## [お願い]
提示文では、高強力カチオン可染性ポリエステル繊維の引張強度はいくつ以上とされていますか。
──────── 提示文 ────────
説明

カチオン可染性ポリエステル及び高強力カチオン可染性ポリエステル繊維

【課題】本発明の目的は、長時間連続的に紡糸しても、口金への付着物の発生量が非常に少なく、優れた成形性を有するカチオン可染性ポリエステル及び、共重合ポリエステル繊維を提供することにある。
【解決手段】真比重5.0以上の金属元素の含有量が0〜10質量ppm以下であり、エチレンテレフタレート、トリメチレンテレフタレート、テトラメチレンテレフタレート、エチレンナフタレート、トリメチレンナフタレート及びテトラメチレンナフタレートよりなる群から選ばれる少なくとも1種類の繰り返し単位が全繰返し単位中80モル%以上99.7モル%未満の共重合ポリエステルであって、共重合成分として下記一般式(I)で表される化合物を0.3モル%以上20モル%未満共重合されているカチオン可染性ポリエステル、及びこれを溶融成形して得られる引張強度が3.5cN/dtex以上である高強力カチオン可染性ポリエステル繊維によって達成される。
【化1】

【発明の詳細な説明】
【技術分野】
【0001】
本発明はカチオン可染性ポリエステル及び高強力カチオン可染ポリエステル繊維に関する。さらに詳しくは、真比重5.0以上の金属元素、特にアンチモン、ゲルマニウムの含有量が極めて少なく、色相に優れ、繊維製造時の成形性に優れているという性能を有したカチオン可染性ポリエステル及び高強力カチオン可染性ポリエステル繊維に関する。
【背景技術】
【0002】
ポリエステル、特にポリエチレンテレフタレート、ポリエチレンナフタレート、ポリトリメチレンテレフタレート及びポリテトラメチレンテレフタレートは、その機械的、物理的、化学的性能が優れているため、繊維、フィルム、その他の成形物に広く利用されている。特にポリエチレンテレフタレートはその特性、価格の面から非常に幅広い用途で利用されている。
【0003】
ポリエチレンテレフタレートに代表されるポリエステルは、用途に応じて様々な改質がなされており、様々な成分を共重合させた共重合ポリエステルが広く知られており、特にカチオン可染性を有する成分を共重合せしめたカチオン可染性ポリエステルは衣料用途を中心に広く知られている。
【0004】
このようなカチオン可染性ポリエステルを得るために通常用いられるポリエチレンテレフタレートは、通常例えばテレフタル酸とエチレングリコールとを直接エステル化反応させるか、テレフタル酸ジメチルのようなテレフタル酸の低級アルキルエステルとエチレングリコールとをエステル交換反応させるか、又はテレフタル酸とエチレンオキサイドとを反応さて、テレフタル酸のエチレングリコールエステル及び/又はその低重合体を生成させる。次いでこの反応生成物を重縮合触媒の存在下で減圧加熱して所定の重合度になるまで重縮合反応させることによって製造されており、この製造工程のいずれかの段階で共重合成分であるカチオン可染性モノマーを添加してカチオン可染性ポリエステルを製造している。しかしながら、一般にカチオン可染性ポリエステルに使用されるカチオン可染性モノマーはイオン成分であることから、ポリエステル重合段階において、イオン結合性分子間力が働き、溶融粘度が上昇してしまう為、高分子量のカチオン可染性ポリエステルを製造することは困難であった。このような問題を改良する為に、イオン結合性分子間力の小さいカチオン可染モノマーを共重合する技術が開示されている(例えば特許文献1参照。)。
──────── 見せる資料 ────────
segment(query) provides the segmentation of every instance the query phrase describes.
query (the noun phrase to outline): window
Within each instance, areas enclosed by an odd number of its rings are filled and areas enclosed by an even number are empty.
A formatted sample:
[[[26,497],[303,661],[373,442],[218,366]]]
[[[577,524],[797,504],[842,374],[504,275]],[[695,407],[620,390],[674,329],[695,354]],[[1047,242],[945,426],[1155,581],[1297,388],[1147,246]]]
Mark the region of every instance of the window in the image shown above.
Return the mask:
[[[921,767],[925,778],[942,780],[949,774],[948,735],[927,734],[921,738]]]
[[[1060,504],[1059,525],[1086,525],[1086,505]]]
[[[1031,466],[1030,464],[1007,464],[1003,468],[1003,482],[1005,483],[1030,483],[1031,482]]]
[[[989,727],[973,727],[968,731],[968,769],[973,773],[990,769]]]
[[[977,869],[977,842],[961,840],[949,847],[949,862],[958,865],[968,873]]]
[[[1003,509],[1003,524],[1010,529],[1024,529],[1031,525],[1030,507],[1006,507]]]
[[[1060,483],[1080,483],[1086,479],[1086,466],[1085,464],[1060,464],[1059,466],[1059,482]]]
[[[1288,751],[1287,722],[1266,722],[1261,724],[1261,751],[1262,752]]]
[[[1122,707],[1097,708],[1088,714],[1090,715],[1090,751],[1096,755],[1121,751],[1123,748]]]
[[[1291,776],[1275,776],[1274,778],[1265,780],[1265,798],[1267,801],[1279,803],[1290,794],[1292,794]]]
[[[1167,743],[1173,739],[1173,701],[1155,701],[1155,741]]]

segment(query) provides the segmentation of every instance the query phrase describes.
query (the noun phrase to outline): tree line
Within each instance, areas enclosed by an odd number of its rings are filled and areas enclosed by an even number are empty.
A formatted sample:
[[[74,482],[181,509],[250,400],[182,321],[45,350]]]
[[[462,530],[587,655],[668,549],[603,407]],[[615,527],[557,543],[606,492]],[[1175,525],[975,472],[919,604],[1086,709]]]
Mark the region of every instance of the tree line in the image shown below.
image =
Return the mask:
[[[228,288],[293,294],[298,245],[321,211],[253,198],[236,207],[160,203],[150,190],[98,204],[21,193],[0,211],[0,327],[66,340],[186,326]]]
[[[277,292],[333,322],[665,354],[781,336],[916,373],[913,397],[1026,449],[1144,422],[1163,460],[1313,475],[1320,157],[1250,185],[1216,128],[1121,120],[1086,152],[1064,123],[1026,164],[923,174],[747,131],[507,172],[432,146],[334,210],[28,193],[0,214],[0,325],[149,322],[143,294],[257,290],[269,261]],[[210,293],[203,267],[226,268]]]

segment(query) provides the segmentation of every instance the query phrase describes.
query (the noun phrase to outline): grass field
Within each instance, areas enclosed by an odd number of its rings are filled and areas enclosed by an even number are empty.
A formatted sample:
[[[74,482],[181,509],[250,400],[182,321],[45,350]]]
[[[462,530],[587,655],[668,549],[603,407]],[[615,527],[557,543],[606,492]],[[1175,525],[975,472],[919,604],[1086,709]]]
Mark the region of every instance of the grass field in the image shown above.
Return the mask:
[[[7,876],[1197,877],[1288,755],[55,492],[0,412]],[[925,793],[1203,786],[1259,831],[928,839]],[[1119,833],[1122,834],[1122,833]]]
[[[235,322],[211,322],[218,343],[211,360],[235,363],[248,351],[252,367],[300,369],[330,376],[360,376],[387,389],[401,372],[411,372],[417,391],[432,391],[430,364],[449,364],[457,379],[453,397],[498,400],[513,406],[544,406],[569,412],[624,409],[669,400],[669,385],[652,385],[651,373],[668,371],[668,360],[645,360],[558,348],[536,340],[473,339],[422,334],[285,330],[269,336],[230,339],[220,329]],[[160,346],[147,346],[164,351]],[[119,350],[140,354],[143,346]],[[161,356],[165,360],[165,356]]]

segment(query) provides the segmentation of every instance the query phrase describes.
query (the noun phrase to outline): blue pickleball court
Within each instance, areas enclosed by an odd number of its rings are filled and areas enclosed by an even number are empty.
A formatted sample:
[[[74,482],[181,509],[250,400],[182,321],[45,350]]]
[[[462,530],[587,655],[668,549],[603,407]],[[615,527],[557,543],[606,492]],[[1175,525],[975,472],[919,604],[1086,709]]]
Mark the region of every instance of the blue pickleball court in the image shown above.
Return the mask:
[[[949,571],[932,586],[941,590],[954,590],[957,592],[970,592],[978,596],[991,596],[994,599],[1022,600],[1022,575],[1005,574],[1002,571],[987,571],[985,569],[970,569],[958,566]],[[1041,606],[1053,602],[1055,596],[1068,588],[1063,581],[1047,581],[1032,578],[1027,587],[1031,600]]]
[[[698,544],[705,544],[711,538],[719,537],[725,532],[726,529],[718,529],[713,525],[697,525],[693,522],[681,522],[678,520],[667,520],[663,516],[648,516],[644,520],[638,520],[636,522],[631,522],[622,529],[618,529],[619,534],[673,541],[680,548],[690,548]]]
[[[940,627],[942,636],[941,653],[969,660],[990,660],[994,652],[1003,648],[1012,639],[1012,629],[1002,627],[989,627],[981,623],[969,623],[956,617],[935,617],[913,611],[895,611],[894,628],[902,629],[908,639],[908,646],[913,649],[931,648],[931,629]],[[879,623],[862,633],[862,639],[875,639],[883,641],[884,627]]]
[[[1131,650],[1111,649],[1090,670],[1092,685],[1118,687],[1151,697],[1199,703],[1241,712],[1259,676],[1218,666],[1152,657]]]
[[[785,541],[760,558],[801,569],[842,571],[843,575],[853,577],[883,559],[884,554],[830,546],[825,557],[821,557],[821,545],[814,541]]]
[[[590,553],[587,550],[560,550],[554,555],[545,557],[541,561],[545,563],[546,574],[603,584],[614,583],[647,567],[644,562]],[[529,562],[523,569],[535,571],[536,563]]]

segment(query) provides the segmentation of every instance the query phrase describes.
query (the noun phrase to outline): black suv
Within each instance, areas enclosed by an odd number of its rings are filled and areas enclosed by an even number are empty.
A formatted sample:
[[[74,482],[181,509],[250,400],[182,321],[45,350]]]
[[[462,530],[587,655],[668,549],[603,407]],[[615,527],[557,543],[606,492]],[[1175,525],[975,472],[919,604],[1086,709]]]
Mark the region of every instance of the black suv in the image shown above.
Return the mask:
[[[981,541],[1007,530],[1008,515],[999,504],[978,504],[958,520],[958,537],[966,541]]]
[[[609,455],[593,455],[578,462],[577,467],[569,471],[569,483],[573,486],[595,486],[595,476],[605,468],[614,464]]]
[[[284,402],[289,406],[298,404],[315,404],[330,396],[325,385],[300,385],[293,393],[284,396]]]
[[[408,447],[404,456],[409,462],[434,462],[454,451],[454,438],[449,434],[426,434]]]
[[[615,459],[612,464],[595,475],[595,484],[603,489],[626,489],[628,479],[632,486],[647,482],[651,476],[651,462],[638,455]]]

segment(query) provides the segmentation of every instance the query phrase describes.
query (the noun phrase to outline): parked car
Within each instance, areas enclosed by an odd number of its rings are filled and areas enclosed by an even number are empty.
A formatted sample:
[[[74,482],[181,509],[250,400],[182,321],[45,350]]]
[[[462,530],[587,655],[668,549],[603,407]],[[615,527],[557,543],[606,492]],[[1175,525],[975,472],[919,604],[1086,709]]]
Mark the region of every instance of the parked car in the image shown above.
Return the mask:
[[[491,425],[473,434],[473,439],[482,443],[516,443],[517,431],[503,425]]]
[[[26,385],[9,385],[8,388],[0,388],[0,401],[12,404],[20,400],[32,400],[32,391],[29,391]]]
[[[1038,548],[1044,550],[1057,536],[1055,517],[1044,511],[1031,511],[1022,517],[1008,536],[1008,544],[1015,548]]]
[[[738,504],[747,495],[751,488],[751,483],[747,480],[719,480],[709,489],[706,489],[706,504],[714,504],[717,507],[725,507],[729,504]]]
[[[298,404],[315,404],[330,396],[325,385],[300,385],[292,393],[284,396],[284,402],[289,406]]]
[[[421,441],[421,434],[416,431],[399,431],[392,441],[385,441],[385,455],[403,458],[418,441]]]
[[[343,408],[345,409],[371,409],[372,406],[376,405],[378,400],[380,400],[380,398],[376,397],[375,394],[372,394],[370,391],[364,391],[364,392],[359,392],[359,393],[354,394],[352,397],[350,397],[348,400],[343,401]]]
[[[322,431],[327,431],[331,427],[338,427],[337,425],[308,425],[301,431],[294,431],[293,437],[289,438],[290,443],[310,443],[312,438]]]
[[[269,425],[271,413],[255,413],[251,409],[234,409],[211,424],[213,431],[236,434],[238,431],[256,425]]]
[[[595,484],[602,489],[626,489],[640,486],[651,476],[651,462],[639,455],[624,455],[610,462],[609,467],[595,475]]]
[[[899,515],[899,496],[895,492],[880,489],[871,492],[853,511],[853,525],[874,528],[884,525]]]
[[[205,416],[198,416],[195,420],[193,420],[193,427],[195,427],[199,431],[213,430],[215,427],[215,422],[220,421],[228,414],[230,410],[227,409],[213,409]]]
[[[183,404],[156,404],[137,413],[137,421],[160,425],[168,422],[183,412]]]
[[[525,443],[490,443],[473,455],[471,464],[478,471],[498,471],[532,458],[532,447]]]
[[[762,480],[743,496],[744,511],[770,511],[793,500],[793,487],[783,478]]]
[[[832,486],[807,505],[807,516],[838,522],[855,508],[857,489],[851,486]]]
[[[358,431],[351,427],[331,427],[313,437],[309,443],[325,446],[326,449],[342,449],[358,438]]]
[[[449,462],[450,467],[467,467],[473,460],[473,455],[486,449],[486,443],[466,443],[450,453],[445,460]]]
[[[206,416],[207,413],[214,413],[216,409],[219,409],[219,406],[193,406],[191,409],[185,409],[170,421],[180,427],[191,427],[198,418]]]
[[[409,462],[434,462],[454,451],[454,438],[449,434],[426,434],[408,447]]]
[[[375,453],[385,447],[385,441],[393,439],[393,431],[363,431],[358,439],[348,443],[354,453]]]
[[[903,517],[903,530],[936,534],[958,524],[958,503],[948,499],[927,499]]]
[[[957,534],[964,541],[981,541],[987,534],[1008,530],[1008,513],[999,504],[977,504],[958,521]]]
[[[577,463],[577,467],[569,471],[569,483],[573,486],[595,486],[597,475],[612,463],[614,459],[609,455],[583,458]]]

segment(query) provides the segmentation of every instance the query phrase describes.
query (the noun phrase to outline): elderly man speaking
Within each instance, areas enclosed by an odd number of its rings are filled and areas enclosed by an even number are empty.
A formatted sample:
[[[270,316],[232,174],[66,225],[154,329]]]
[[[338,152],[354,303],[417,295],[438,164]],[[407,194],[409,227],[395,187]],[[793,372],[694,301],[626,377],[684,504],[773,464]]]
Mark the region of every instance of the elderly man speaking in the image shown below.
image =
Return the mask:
────────
## [結果]
3.5cN/dtex以上です。